EXCERTO DO TEXTO ->
%%
A falta de mão-de-obra, o aumento dos custos de materiais e de energia no setor da construção – e não só – estão a paralisar a execução dos projetos no âmbito do Plano de Recuperação e Resiliência (PRR). E os números falam por si. Nas últimas seis semanas só foram executados 0,2% do total da verba do plano, no valor de 39 milhões de euros, alertou o Fórum para a Competitividade. «A construção está com muita dificuldade em contratar mão-de-obra e, ao mesmo tempo, depara-se com um aumento generalizado de custos da energia e, por isso, estão com uma grande dificuldade em concretizar as obras que estão em cima da mesa e que já foram contratualizadas», garantiu ao Nascer do SOL Pedro Braz Teixeira, diretor do Gabinete de Estudos do Fórum para a Competitividade.
Uma ameaça reconhecida por Manuel Reis Campos, presidente da CPCI e da AICCOPN, ao admitir que a anómala subida dos preços das matérias-primas, da energia, incluindo os combustíveis e dos preços dos materiais de construção e a falta de mão-de-obra qualificada no setor são os dois principais constrangimentos operacionais apontados pelas empresas. «As empresas do setor têm, como sempre tiveram, capacidade para responder aos desafios colocados pelo país, pelo que fatores que são externos à dinâmica própria da atividade produtiva das empresas não podem colocar em causa a execução dos investimentos de acordo com o planeamento previsto, pelo que é necessário implementar soluções concretas para estes problemas», diz ao nosso jornal.
%%
INSTRUÇÕES ->
[A] Responda com base no texto sobre o PRR:
(i) Que percentagem do total da verba do plano foi executada nas últimas seis semanas, e a que valor corresponde?
(ii) Que cargo ocupa Pedro Braz Teixeira?
(iii) De que entidades Manuel Reis Campos é presidente?
[B] Devolva, sem alterações, o trecho do texto sobre o PRR que vai de "Uma ameaça reconhecida" até "ao nosso jornal.".

REGISTOS ->
%%
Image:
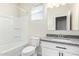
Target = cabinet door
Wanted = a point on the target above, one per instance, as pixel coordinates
(68, 54)
(49, 52)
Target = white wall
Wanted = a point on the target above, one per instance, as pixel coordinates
(8, 14)
(38, 27)
(25, 10)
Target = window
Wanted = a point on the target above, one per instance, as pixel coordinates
(37, 12)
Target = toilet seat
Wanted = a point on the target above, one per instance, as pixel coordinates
(28, 51)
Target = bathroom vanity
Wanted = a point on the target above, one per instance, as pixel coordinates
(59, 47)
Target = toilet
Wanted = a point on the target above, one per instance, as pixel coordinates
(32, 49)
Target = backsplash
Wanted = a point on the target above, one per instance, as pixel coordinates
(64, 36)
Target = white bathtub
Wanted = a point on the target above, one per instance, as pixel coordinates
(12, 49)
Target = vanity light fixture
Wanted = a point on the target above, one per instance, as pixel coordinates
(51, 5)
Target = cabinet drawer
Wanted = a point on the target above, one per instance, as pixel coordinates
(61, 47)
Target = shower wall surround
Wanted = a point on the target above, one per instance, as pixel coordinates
(13, 23)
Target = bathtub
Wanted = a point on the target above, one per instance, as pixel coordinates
(12, 49)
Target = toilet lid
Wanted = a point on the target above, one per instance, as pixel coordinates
(28, 49)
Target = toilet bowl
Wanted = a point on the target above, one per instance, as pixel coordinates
(31, 50)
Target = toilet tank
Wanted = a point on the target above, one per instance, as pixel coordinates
(35, 41)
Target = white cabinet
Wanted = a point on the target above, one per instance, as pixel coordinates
(59, 49)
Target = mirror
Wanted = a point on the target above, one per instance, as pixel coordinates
(63, 17)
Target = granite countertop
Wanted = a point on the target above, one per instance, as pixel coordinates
(61, 40)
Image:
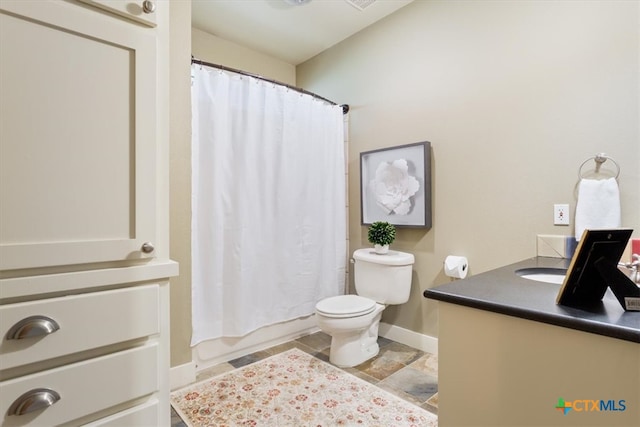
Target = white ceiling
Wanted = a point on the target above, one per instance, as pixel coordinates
(280, 29)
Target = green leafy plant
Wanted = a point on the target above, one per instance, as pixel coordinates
(381, 233)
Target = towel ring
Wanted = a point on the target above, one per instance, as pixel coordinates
(599, 158)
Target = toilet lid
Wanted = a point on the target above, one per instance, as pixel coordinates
(345, 306)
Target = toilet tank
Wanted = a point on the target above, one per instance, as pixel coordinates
(385, 279)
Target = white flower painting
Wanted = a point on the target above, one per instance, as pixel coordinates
(393, 187)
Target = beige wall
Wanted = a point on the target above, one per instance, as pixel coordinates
(513, 97)
(210, 48)
(180, 179)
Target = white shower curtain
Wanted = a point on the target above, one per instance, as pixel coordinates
(268, 203)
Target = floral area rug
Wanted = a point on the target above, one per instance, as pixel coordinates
(293, 389)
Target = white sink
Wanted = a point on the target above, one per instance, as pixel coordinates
(542, 274)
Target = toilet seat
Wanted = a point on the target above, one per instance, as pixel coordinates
(345, 306)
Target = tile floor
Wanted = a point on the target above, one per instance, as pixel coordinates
(404, 371)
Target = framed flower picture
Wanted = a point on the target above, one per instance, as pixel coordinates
(395, 185)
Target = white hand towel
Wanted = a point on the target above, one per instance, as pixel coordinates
(598, 205)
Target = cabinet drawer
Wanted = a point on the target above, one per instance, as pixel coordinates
(85, 321)
(85, 387)
(143, 415)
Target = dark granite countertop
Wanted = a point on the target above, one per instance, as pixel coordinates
(503, 291)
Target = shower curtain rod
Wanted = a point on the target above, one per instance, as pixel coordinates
(345, 107)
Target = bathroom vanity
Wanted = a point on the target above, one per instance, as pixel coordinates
(510, 356)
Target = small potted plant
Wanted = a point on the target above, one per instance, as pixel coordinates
(381, 234)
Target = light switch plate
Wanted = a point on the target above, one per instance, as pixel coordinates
(561, 214)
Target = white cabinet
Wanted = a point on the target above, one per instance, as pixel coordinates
(77, 136)
(84, 280)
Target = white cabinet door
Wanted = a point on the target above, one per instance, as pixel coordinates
(77, 136)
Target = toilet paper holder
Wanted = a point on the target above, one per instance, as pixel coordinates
(456, 267)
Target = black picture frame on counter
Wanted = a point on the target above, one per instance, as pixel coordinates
(395, 185)
(594, 268)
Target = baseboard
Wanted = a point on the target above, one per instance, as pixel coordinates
(182, 375)
(422, 342)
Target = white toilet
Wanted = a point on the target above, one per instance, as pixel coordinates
(353, 320)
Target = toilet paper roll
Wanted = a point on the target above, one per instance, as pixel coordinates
(456, 266)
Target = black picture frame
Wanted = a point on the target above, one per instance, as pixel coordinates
(594, 268)
(375, 205)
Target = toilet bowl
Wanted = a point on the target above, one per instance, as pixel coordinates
(354, 335)
(353, 320)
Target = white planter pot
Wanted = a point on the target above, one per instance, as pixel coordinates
(381, 249)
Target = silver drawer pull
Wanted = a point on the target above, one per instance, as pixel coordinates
(33, 326)
(34, 400)
(147, 247)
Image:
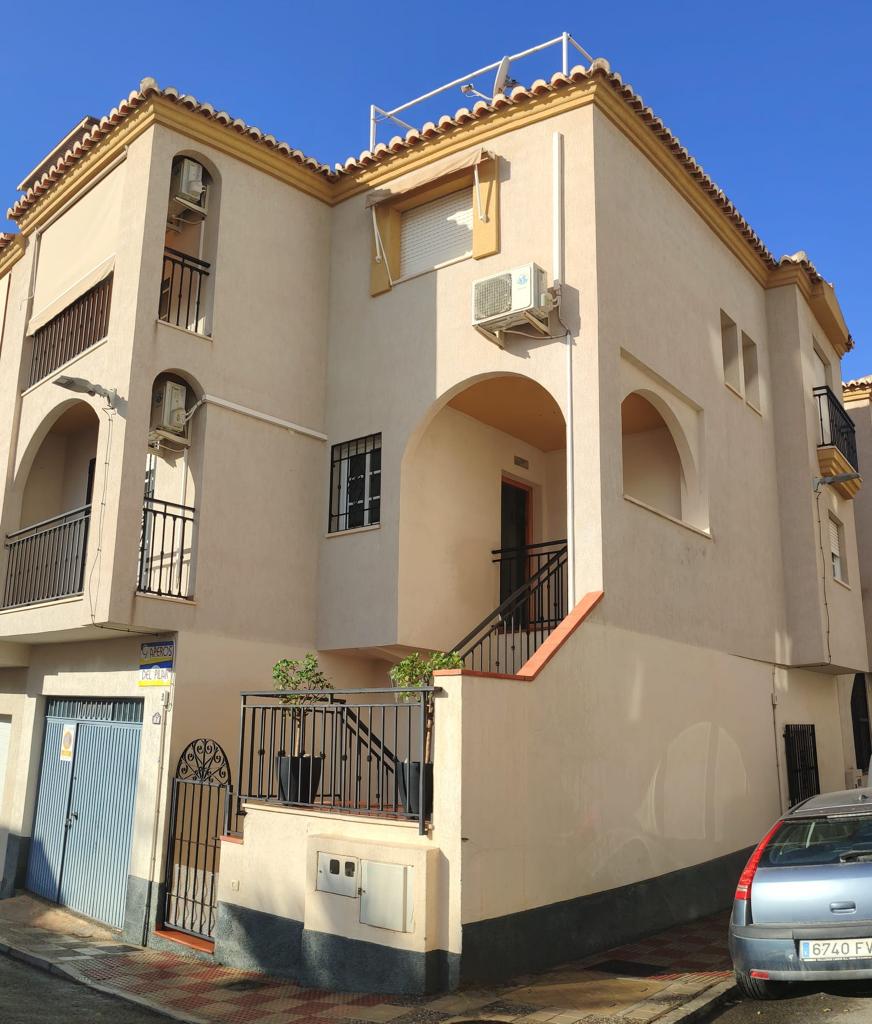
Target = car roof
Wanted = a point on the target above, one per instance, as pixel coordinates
(843, 802)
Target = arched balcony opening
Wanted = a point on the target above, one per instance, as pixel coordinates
(652, 466)
(483, 522)
(173, 463)
(189, 246)
(46, 556)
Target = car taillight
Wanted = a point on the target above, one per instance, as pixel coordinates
(743, 889)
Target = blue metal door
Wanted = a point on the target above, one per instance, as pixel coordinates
(49, 835)
(84, 820)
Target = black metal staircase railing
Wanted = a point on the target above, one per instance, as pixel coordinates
(347, 751)
(513, 632)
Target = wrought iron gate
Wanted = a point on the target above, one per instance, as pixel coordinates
(801, 751)
(199, 816)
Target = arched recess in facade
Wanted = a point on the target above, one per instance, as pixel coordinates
(173, 476)
(190, 243)
(484, 470)
(658, 463)
(48, 520)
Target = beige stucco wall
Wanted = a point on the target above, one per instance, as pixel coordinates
(628, 757)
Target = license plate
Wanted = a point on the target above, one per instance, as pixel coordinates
(835, 949)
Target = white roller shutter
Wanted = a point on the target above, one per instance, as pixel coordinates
(436, 232)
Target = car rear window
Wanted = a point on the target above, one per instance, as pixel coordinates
(820, 841)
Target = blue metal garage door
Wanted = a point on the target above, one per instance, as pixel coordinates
(82, 833)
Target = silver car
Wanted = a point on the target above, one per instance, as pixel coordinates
(803, 904)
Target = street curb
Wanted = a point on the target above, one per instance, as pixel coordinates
(43, 964)
(701, 1005)
(693, 1010)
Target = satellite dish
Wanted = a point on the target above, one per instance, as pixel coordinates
(502, 79)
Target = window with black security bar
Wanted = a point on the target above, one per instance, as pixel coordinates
(355, 483)
(800, 751)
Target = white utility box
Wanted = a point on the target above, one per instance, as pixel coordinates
(387, 896)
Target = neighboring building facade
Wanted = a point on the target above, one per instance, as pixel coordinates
(857, 394)
(622, 493)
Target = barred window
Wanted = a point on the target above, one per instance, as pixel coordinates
(355, 483)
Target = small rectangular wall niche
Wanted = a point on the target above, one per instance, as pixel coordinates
(730, 349)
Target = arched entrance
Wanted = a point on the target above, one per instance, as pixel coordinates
(46, 555)
(483, 505)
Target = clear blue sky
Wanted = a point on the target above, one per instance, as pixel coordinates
(773, 99)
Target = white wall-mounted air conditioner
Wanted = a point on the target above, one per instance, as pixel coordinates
(187, 189)
(170, 400)
(516, 298)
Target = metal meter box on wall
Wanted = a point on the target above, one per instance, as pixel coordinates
(387, 896)
(338, 875)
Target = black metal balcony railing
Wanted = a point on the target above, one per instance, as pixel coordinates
(517, 628)
(78, 327)
(343, 751)
(166, 549)
(47, 559)
(183, 291)
(834, 425)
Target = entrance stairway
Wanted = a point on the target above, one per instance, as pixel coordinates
(517, 628)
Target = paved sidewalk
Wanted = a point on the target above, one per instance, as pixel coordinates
(667, 978)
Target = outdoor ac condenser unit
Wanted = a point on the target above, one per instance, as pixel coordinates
(187, 190)
(170, 400)
(516, 298)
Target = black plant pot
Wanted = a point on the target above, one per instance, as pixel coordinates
(299, 778)
(409, 786)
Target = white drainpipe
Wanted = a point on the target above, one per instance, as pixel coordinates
(558, 240)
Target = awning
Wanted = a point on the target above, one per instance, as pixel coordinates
(433, 172)
(85, 284)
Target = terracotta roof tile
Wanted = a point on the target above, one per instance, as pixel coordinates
(147, 88)
(599, 72)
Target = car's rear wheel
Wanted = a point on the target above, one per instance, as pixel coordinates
(758, 988)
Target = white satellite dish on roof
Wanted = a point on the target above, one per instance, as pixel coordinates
(503, 80)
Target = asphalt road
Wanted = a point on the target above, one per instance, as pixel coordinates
(847, 1004)
(29, 995)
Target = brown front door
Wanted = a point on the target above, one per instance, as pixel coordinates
(515, 508)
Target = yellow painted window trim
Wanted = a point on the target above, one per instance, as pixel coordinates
(387, 220)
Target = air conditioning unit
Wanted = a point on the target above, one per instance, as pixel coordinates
(170, 403)
(187, 190)
(516, 298)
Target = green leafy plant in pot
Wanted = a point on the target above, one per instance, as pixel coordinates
(415, 673)
(299, 772)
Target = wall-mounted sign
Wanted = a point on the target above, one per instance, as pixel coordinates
(68, 740)
(156, 663)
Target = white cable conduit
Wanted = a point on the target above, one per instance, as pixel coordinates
(558, 238)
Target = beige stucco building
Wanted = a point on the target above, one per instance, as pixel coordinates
(621, 487)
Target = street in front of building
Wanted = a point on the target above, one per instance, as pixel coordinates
(32, 995)
(848, 1003)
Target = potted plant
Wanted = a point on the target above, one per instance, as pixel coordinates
(415, 673)
(299, 773)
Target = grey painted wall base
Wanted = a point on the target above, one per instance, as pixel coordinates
(500, 947)
(254, 940)
(14, 864)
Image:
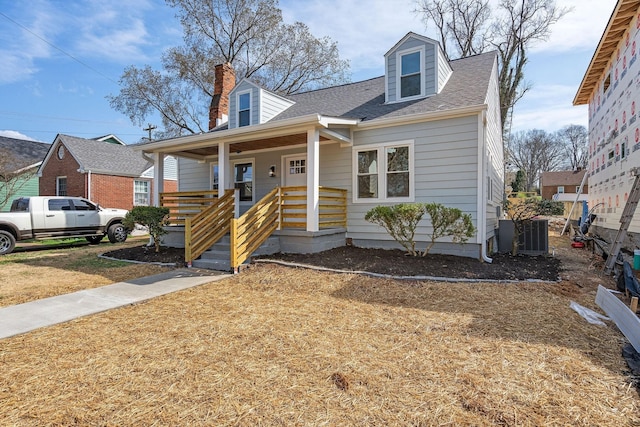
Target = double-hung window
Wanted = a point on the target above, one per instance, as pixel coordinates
(384, 172)
(141, 192)
(61, 186)
(243, 180)
(244, 109)
(411, 74)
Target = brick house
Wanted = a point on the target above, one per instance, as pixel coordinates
(104, 170)
(563, 184)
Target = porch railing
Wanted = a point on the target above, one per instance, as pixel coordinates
(207, 227)
(333, 207)
(185, 204)
(207, 218)
(254, 227)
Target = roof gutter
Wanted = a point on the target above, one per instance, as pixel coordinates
(423, 117)
(247, 133)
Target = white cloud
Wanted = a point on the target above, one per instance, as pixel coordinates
(16, 135)
(365, 31)
(22, 47)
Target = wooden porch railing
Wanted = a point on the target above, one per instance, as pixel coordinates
(254, 227)
(207, 227)
(333, 207)
(207, 218)
(184, 204)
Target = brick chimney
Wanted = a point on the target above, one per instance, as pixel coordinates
(225, 81)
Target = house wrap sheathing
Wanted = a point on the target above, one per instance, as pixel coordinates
(611, 88)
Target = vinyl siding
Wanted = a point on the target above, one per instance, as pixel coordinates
(193, 176)
(271, 105)
(233, 103)
(24, 188)
(170, 169)
(495, 154)
(445, 163)
(430, 68)
(444, 70)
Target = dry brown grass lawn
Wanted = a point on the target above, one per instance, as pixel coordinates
(27, 276)
(282, 346)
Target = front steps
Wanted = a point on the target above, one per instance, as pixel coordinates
(218, 256)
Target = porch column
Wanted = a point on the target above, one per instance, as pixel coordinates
(223, 167)
(158, 177)
(313, 179)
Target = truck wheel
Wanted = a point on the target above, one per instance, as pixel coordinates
(94, 240)
(117, 233)
(7, 242)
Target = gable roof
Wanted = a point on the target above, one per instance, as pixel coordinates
(562, 178)
(23, 153)
(104, 157)
(365, 100)
(622, 15)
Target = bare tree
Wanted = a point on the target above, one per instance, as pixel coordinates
(574, 138)
(473, 27)
(250, 35)
(533, 152)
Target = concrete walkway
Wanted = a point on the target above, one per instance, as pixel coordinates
(21, 318)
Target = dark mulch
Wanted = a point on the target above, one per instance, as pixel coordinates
(393, 262)
(144, 253)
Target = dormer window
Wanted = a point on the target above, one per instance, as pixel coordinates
(244, 109)
(411, 78)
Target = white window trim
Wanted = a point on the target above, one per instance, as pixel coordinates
(238, 94)
(399, 56)
(148, 191)
(58, 185)
(253, 176)
(382, 172)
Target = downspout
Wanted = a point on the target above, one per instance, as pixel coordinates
(482, 203)
(89, 185)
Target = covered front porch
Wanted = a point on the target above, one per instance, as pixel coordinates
(251, 203)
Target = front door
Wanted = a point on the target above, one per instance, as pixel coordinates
(295, 171)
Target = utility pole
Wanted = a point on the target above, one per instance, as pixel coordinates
(149, 128)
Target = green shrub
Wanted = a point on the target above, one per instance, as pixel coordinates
(152, 217)
(401, 221)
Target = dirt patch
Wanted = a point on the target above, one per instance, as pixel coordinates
(397, 263)
(144, 253)
(391, 262)
(286, 346)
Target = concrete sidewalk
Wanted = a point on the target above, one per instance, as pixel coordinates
(21, 318)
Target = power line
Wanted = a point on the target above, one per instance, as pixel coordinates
(59, 49)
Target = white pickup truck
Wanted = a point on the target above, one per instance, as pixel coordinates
(59, 216)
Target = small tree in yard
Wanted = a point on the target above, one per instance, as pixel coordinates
(448, 222)
(401, 222)
(521, 213)
(152, 217)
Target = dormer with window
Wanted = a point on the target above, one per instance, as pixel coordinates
(415, 68)
(250, 104)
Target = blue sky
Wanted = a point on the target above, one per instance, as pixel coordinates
(61, 58)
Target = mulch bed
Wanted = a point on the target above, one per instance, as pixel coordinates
(391, 262)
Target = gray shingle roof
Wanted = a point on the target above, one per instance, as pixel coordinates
(365, 100)
(103, 157)
(22, 153)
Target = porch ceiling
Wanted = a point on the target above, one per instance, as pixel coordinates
(246, 146)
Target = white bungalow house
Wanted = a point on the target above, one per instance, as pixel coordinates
(428, 130)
%%
RESPOSTAS ÀS TAREFAS ->
[A]
(i) 0,2%, no valor de 39 milhões de euros.
(ii) Diretor do Gabinete de Estudos do Fórum para a Competitividade.
(iii) Da CPCI e da AICCOPN.

[B]
Uma ameaça reconhecida por Manuel Reis Campos, presidente da CPCI e da AICCOPN, ao admitir que a anómala subida dos preços das matérias-primas, da energia, incluindo os combustíveis e dos preços dos materiais de construção e a falta de mão-de-obra qualificada no setor são os dois principais constrangimentos operacionais apontados pelas empresas. «As empresas do setor têm, como sempre tiveram, capacidade para responder aos desafios colocados pelo país, pelo que fatores que são externos à dinâmica própria da atividade produtiva das empresas não podem colocar em causa a execução dos investimentos de acordo com o planeamento previsto, pelo que é necessário implementar soluções concretas para estes problemas», diz ao nosso jornal.